Natural-language object grounding data:
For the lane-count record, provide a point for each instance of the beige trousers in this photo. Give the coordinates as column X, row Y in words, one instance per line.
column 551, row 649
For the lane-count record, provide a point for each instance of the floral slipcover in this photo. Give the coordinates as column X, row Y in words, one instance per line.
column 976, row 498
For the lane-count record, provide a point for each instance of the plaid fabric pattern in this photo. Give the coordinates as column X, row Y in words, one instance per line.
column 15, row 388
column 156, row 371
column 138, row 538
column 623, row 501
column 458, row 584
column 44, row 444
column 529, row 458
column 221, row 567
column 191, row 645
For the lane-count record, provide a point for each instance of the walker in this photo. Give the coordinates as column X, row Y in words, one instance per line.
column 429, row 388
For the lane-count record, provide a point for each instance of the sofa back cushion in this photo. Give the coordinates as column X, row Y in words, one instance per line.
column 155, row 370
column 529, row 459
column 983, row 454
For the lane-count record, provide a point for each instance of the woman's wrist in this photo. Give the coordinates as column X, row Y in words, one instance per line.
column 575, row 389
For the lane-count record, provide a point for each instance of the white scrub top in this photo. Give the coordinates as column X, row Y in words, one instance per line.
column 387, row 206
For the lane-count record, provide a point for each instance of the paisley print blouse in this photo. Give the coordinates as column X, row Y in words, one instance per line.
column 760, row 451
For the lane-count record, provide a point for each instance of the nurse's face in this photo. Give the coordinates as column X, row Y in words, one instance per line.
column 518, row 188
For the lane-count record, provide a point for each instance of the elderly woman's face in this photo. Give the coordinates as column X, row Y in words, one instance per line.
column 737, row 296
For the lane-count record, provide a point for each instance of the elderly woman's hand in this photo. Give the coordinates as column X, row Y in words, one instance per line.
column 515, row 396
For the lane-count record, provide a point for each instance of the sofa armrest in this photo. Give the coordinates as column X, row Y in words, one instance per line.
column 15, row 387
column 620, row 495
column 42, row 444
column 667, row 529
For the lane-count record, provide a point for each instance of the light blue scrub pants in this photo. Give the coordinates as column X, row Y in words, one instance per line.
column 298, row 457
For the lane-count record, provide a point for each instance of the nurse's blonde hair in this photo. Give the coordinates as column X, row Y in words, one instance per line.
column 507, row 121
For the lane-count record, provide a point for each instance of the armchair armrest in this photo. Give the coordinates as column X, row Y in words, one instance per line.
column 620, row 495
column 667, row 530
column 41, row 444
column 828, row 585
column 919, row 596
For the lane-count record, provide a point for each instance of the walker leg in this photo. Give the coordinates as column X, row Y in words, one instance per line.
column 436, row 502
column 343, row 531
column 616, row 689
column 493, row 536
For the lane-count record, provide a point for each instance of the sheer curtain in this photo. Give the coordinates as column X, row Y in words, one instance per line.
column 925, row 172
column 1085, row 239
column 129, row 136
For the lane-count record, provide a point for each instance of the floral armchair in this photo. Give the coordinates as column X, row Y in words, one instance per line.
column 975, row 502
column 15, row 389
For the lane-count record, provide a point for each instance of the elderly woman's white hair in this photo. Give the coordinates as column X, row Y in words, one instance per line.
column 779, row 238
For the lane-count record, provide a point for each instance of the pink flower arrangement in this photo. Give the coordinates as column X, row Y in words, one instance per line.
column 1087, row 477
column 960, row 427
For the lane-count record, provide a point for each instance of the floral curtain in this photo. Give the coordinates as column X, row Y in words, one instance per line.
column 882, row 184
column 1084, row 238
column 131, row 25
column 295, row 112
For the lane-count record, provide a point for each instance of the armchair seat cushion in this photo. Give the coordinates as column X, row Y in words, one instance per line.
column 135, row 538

▶ [What you should do]:
Each line, starting with the one containing "the nurse's blonde" and ending with the last line of the records above, should be reproduced exactly.

▶ [Reply]:
For the lane-count record, provide a point for each instance of the nurse's blonde hair in this photo. Give the coordinates as column X, row Y in words, one instance per line.
column 507, row 121
For the lane-count record, provide a point for each instance of the armchair armrest in this photo. Give the coordinates as column X, row Y in words, one instance per line.
column 620, row 495
column 667, row 530
column 41, row 444
column 828, row 585
column 919, row 596
For the lane-count record, provide a point for each instance of the walker leg in this photo. Give the coordinates as column X, row Y in words, one instance per line.
column 436, row 502
column 343, row 531
column 616, row 689
column 493, row 536
For the lane-count record, provide a point for each instance of the sheer curtain in this photo. Give the coordinates as column X, row Y in words, one instance per line.
column 925, row 172
column 1085, row 239
column 129, row 136
For the lane-count record, provide a point for each instance of the floral armchair in this photo. Give the coordinates as column X, row Y in words, one instance per line.
column 975, row 502
column 15, row 389
For the lane-count record, provide a point for each instance of the elderly woman's white hair in this photo. Give the coordinates as column X, row Y in words, one instance per line.
column 779, row 238
For the lane-count record, provide a point for each instance of the pink flower arrangement in this photo. Give the coordinates as column X, row Y in words, one instance per line.
column 1087, row 477
column 960, row 427
For the lane-count record, provide a point for each instance of the floral curtain in this photo. Give the coordinates as column X, row Y in words, one instance per line.
column 882, row 184
column 1084, row 238
column 131, row 25
column 295, row 112
For the lane-count record, provide a point for each instance of the armchair seat cushion in this photo. Give the coordinates as column X, row Y in words, one instance per line.
column 135, row 538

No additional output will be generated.